▸ Document excerpt:
============

She noted if given a chance there is a lot of history to tell and display.
For example, few know that prior to becoming a city in 1955, the barrier island now known as Treasure Island was comprised of four separate incorporated towns: Sunset Beach, Boca Ciega, Treasure Island and Sunshine Beach.
Before developers were on the scene, early settlers of the barrier islands were fishermen and turtle hunters, who lived in shacks or on boats. The only way to get to the island was by boat.
According to historical society records, one of the earliest settlers was a man named Tom Sawyer, a fisherman who homesteaded in the Sunset Beach-Boca Ciega area.
The first Treasure Island land owner was Thomas F. Pierce, who purchased Treasure Island from the state for $1.25 per acre in 1908.
Later, real estate developer Walter Fuller purchased Treasure Island for $800 and formed a development company.
In her book called “The Treasure Island Story,” Bonnie L. Williams, former Historical Society president and longtime former city clerk, said the town got its name as a result of a hotel guest looking to attract investors to the area.
In 1915, Whitey Harrell built the city’s first hotel called, Coney Island, on the east side of Gulf Boulevard, then called Surf Avenue and 100 Street. It was three stories high and could accommodate 25 guests, with a beach bathhouse across the street.
In 1918, one of Harrell’s guests, real estate developer Bill McAdoo, sought to purchase a large piece of property on what is now known as St. Pete Beach. To attract interest of investors, he and a few friends concocted a hoax and announced they dug up a treasure chest near the Coney Island hotel; publicity about the treasure find spread and the area became known as “that Treasure Island.”
Coward said, in addition, few people realize that the beach access area at 112th and Gulf Boulevard actually belongs to the city of St. Petersburg. It was as part of a land swap deal to build the Causeway Bridge, which was eventually constructed in 1939.
In 1937, the city of Treasure Island had to be formed to receive federal funding to build the bridge from St. Petersburg to Treasure Island. In summer of 1938, 20 residents approved a city bond issue referendum to pay for the 1.8-mile bridge which cost a little more than $1 million.
It wasn’t until several years later, on May 3, 1955, the towns of Sunset Beach, Sunshine Beach and Boca Ciega agreed to merge into the city of Treasure Island.
“They decided to form onto one city to provide all the services that could support the area’s growth,” Coward said.
According to Williams’ book, the city grew during the 1940s. Gulf Boulevard was a two-lane brick road.

============

▸ Data provided:
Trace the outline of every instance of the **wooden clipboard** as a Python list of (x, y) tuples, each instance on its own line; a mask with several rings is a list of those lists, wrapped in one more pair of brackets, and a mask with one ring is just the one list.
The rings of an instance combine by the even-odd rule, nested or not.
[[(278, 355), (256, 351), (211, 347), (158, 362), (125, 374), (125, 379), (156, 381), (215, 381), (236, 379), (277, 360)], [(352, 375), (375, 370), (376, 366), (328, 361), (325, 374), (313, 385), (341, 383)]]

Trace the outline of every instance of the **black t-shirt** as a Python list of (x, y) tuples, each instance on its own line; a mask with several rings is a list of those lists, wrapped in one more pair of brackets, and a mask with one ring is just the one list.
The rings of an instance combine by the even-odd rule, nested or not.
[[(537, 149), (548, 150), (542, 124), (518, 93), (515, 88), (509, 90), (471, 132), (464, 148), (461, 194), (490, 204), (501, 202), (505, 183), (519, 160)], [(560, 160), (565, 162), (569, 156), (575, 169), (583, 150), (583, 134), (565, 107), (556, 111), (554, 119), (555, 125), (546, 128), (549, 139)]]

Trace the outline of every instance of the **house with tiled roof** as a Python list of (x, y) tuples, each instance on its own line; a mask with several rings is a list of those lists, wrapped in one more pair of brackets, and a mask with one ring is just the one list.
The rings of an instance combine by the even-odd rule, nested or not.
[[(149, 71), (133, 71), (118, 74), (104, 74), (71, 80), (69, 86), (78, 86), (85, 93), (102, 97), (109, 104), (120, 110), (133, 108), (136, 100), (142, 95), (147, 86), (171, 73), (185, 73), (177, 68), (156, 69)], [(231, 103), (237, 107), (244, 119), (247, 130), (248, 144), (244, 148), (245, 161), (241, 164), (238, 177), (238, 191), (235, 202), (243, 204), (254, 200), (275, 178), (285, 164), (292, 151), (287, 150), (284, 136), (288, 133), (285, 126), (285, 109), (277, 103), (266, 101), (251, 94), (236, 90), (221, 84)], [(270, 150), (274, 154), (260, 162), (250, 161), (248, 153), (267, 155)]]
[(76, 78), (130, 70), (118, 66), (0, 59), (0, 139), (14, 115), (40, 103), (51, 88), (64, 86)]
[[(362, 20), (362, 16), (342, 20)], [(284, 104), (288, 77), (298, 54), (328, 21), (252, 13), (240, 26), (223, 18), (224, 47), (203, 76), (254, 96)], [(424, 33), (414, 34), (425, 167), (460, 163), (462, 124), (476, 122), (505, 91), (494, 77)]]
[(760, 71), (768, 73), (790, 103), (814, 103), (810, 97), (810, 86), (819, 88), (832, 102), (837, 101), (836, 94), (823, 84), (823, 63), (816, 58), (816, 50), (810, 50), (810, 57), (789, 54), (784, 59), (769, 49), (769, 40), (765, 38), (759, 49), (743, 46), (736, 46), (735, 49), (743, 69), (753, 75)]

============

▸ Directions:
According to the Treasure Island history text, what price per acre did Thomas F. Pierce pay the state for Treasure Island in 1908?

▸ Finished task:
$1.25 per acre